**SUPPLIED DATA**

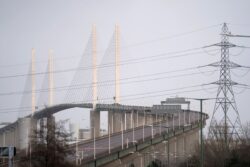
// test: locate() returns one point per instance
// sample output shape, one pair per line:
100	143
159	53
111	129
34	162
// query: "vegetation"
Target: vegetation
218	154
49	147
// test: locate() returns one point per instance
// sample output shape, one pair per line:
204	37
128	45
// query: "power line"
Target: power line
128	46
107	83
127	62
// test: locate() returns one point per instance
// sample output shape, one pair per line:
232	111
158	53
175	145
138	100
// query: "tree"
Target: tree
218	154
49	146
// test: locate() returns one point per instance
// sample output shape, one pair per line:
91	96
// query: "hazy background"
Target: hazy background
148	28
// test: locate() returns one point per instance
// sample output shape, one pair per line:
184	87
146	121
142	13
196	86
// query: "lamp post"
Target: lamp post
201	126
94	151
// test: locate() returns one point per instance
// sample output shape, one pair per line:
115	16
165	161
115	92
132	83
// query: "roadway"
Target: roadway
100	146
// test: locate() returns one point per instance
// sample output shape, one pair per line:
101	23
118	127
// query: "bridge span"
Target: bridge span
132	130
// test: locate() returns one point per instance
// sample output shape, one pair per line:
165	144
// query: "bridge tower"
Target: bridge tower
94	114
115	118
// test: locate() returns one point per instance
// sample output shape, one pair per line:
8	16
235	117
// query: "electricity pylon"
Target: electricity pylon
225	123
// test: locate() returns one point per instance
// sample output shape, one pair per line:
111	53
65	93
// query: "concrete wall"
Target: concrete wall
179	149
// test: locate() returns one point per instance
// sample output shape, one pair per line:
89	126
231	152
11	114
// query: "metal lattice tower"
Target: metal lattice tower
225	123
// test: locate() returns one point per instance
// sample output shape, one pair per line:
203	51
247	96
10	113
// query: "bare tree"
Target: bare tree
49	147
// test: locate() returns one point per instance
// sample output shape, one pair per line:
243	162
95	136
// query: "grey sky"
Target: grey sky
65	26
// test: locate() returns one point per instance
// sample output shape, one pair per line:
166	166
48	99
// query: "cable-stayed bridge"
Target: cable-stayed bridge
131	129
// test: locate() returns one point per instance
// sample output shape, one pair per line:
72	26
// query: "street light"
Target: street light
94	142
201	126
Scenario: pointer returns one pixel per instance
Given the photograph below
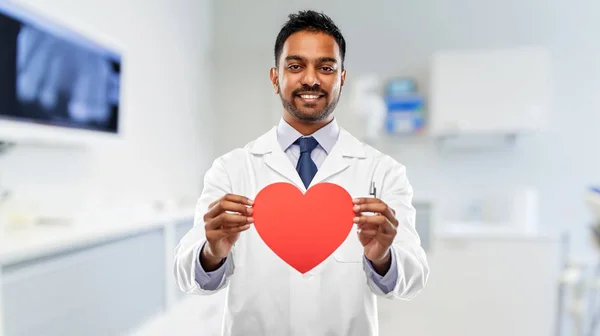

**INSTRUCTIONS FOR THE TASK**
Everything in the material must be duplicated exactly, except the pictures.

**SOLVED PROBLEM**
// test: locate() returns one point per instance
// sample output shape, one pair per line:
100	143
159	53
111	129
34	162
// query: "vegetation"
Target: vegetation
218	154
49	147
// test: locate() returns one point per instance
// sample output shape, one pair per line:
204	37
128	45
// query: "power line"
Target: power line
128	46
107	83
127	62
// test: locate() returns one point per instance
// sample output shape, one pair per line:
232	111
158	53
175	145
138	100
// query: "tree"
Target: tree
218	154
49	146
// test: locate() returns one point per instance
// sample output shape, one pair per line:
91	96
// query: "hazy background"
Target: hazy background
148	28
// test: locate() returns one point per instance
// sample output shape, one pair per line:
184	87
146	121
142	13
196	86
// query: "lamp post"
Target: lamp post
201	126
94	151
// test: locate() returns one point per instance
// sample output shape, one pair per line:
115	16
165	161
115	92
132	83
// query: "roadway"
Target: roadway
100	146
// test: locate() returns one point per instance
// sample output shape, one pair per line:
101	23
118	127
// query: "bridge span"
Target: bridge span
132	130
// test: locate() returns one point per instance
// sample output shape, one pair per line:
165	144
// query: "bridge tower"
Target: bridge tower
94	114
115	118
// test: locate() returns one point per instance
// sample output shape, one pair per line:
8	16
235	117
// query: "electricity pylon"
Target: electricity pylon
225	123
// test: locate() returns one point per instance
// sample output shape, one pair per line:
111	53
65	93
// query: "concrete wall"
Target: concrete wall
179	149
// test: locate() returns one point per instance
// sample output shape, one pair per line:
89	126
231	152
11	114
// query: "metal lattice tower"
Target: metal lattice tower
225	123
// test: locate() returns one point per instance
// sample output shape, one pair per line:
203	51
247	96
10	113
// query: "bare tree"
Target: bare tree
49	147
// test: locate() returns one point per instance
// sample output shape, one pair per line:
243	162
95	136
// query: "grey sky"
Target: grey sky
65	26
// test: locate() returns one point per instance
// sample output shape, one pair per line:
166	166
48	99
// query: "cable-stayed bridge"
Target: cable-stayed bridge
131	129
// test: locate() returns one point per instance
// sample output shape, one pair per line:
72	26
// query: "street light"
Target: street light
94	142
201	126
Scenario: pointer returns one pixel per instance
Given the photograph below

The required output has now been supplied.